▶ _Exercise objective_
Read the entries below and pull out each line with the string "palm".

'''

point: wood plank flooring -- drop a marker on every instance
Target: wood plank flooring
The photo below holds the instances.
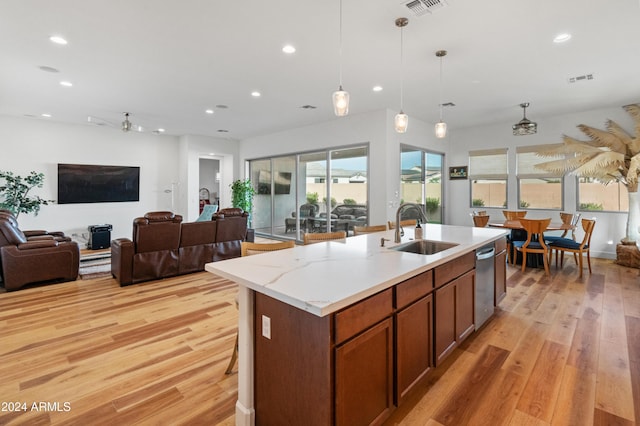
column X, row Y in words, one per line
column 559, row 351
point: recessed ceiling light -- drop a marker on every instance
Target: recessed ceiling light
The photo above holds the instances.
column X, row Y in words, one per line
column 48, row 69
column 561, row 38
column 58, row 40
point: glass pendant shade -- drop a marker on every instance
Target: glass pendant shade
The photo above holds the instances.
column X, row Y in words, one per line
column 341, row 102
column 401, row 122
column 525, row 126
column 441, row 129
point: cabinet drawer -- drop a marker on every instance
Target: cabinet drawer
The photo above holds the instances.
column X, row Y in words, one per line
column 363, row 315
column 413, row 289
column 447, row 272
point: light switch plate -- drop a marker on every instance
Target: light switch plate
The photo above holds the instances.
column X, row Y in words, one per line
column 266, row 326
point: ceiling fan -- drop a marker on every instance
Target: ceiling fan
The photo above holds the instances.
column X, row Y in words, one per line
column 125, row 126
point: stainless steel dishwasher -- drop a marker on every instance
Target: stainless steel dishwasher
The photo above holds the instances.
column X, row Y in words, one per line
column 485, row 284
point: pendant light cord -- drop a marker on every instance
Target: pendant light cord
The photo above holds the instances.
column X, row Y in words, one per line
column 401, row 69
column 340, row 48
column 441, row 88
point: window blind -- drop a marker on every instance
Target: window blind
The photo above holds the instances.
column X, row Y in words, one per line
column 527, row 158
column 488, row 164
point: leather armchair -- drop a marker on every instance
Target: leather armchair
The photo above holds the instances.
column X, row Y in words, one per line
column 153, row 251
column 40, row 257
column 232, row 230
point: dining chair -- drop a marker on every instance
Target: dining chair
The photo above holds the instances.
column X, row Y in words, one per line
column 406, row 222
column 359, row 230
column 247, row 249
column 480, row 220
column 535, row 241
column 516, row 234
column 317, row 237
column 577, row 248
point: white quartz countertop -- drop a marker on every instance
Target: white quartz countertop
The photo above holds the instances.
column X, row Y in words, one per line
column 325, row 277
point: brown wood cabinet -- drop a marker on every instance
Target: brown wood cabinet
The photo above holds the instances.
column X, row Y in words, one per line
column 414, row 345
column 355, row 366
column 364, row 377
column 500, row 271
column 454, row 314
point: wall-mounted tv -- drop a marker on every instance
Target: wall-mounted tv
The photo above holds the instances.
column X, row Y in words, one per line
column 282, row 182
column 87, row 183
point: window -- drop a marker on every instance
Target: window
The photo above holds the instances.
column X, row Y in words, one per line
column 593, row 195
column 488, row 174
column 421, row 180
column 537, row 188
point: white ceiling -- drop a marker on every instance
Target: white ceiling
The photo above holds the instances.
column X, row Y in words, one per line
column 166, row 61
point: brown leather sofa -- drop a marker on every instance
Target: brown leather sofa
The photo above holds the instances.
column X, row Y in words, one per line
column 163, row 246
column 35, row 256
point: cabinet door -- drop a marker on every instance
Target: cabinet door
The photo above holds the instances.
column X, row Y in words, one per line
column 501, row 277
column 445, row 321
column 414, row 350
column 364, row 377
column 465, row 305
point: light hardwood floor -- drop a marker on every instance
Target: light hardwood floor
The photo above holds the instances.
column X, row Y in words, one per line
column 559, row 351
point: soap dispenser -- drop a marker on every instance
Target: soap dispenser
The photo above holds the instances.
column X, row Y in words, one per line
column 418, row 232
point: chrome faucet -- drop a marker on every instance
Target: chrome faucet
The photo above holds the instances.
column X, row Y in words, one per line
column 415, row 206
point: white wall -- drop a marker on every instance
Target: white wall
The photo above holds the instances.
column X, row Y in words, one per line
column 169, row 171
column 376, row 128
column 32, row 144
column 610, row 227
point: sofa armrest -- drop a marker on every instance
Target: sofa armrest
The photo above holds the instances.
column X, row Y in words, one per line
column 122, row 250
column 34, row 233
column 36, row 244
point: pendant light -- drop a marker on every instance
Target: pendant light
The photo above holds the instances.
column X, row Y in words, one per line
column 441, row 126
column 402, row 120
column 525, row 126
column 341, row 97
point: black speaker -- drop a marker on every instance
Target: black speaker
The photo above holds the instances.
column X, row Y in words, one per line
column 99, row 237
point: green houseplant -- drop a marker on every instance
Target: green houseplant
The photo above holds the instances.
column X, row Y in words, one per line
column 14, row 193
column 242, row 193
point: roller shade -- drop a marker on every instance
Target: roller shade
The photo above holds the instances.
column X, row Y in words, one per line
column 488, row 164
column 526, row 159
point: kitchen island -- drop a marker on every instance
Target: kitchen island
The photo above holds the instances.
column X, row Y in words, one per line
column 339, row 332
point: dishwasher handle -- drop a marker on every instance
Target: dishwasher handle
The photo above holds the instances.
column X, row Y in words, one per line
column 485, row 253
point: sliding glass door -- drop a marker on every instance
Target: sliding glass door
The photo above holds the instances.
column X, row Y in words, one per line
column 303, row 192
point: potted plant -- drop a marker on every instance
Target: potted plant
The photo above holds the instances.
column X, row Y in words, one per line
column 242, row 193
column 14, row 193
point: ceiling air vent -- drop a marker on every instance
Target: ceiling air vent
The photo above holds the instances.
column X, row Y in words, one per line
column 422, row 7
column 580, row 78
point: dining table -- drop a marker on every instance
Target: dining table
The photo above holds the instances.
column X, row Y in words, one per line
column 518, row 233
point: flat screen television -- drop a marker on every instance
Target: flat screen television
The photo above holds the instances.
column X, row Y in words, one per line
column 282, row 182
column 87, row 183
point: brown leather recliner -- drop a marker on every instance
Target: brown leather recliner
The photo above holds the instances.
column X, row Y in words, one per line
column 35, row 256
column 197, row 240
column 153, row 252
column 232, row 230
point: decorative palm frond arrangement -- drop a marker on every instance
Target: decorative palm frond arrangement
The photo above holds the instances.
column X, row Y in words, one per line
column 611, row 155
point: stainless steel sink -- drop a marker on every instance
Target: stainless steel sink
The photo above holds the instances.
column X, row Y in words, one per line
column 424, row 246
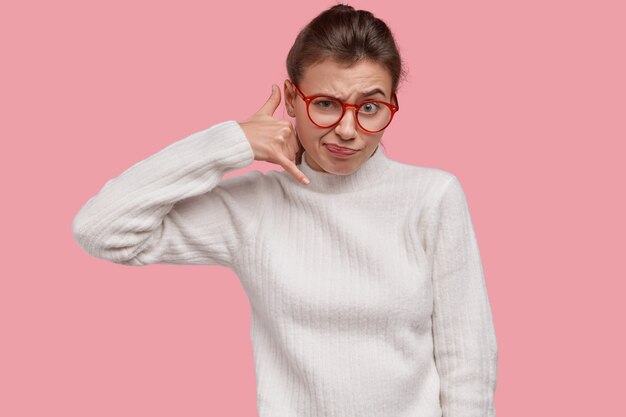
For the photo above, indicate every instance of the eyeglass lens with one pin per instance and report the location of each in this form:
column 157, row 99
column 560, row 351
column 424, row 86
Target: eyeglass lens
column 326, row 111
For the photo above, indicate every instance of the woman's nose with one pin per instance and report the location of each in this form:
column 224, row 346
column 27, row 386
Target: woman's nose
column 347, row 125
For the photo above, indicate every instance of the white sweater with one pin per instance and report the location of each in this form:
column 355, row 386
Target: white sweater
column 367, row 291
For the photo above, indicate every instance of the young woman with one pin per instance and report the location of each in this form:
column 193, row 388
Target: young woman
column 365, row 282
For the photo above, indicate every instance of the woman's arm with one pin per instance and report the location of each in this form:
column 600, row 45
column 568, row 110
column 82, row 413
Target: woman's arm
column 465, row 347
column 172, row 208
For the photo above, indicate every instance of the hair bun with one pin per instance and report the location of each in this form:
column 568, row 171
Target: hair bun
column 342, row 8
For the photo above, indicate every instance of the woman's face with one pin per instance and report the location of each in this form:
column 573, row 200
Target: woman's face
column 334, row 79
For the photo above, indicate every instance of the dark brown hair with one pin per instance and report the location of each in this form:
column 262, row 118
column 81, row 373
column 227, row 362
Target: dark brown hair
column 347, row 36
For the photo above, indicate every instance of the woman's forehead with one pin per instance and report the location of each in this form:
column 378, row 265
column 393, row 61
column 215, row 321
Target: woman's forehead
column 360, row 80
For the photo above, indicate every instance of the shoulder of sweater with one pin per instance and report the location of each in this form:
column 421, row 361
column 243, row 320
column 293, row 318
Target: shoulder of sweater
column 430, row 182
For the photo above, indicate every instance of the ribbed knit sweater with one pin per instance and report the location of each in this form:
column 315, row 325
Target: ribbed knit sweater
column 367, row 291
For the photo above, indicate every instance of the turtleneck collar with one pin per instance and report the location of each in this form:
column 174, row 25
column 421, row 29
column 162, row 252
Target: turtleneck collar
column 368, row 174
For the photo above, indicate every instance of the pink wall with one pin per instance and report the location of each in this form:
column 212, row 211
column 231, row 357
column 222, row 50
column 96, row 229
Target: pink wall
column 523, row 101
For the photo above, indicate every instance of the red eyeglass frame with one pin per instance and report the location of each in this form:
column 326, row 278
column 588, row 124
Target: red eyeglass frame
column 307, row 99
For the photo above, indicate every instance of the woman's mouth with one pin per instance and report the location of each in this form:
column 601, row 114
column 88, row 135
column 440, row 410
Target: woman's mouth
column 340, row 151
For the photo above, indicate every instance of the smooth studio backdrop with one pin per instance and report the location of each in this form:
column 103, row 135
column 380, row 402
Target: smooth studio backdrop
column 523, row 101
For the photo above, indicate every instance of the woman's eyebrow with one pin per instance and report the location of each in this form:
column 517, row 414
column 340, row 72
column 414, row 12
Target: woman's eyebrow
column 368, row 93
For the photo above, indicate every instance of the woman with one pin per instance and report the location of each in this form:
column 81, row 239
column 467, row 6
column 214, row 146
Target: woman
column 366, row 285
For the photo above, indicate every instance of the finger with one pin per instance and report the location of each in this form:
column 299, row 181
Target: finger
column 272, row 102
column 292, row 169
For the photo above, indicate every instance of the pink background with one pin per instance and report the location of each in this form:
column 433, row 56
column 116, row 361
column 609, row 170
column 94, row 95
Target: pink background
column 524, row 101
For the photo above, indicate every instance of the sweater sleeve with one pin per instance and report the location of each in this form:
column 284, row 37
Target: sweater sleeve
column 172, row 208
column 465, row 348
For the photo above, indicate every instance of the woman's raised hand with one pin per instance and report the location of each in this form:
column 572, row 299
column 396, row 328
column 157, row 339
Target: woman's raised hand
column 273, row 140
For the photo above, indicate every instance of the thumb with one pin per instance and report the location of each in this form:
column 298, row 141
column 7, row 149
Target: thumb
column 272, row 102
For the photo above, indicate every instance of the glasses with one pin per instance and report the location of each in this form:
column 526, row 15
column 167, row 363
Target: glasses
column 326, row 111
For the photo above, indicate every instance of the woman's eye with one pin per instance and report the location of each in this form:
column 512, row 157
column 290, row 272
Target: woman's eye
column 325, row 103
column 370, row 107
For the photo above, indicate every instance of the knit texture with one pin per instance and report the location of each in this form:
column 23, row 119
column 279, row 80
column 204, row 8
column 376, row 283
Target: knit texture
column 367, row 291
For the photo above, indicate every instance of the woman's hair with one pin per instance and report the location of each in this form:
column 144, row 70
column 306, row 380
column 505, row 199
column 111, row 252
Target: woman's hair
column 347, row 36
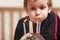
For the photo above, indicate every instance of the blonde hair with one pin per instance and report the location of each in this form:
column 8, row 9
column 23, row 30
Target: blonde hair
column 49, row 3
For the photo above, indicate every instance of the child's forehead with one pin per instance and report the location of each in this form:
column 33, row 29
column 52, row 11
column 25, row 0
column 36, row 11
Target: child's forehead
column 37, row 0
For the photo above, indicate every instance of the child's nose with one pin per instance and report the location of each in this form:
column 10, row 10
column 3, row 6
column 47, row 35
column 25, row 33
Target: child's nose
column 37, row 12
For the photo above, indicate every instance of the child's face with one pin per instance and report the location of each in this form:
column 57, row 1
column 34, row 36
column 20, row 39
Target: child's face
column 37, row 10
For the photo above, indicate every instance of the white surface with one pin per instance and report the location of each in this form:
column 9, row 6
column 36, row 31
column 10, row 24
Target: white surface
column 56, row 3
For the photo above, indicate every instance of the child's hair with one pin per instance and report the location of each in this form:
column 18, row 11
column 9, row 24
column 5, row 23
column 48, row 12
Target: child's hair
column 49, row 3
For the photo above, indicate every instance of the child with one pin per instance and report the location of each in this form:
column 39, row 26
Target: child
column 40, row 20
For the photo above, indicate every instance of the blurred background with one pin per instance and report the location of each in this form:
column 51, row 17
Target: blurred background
column 10, row 12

'''

▶ _Exercise output_
point: decorative palm frond arrangement -- drop a marker on every instance
Target: decorative palm frond arrangement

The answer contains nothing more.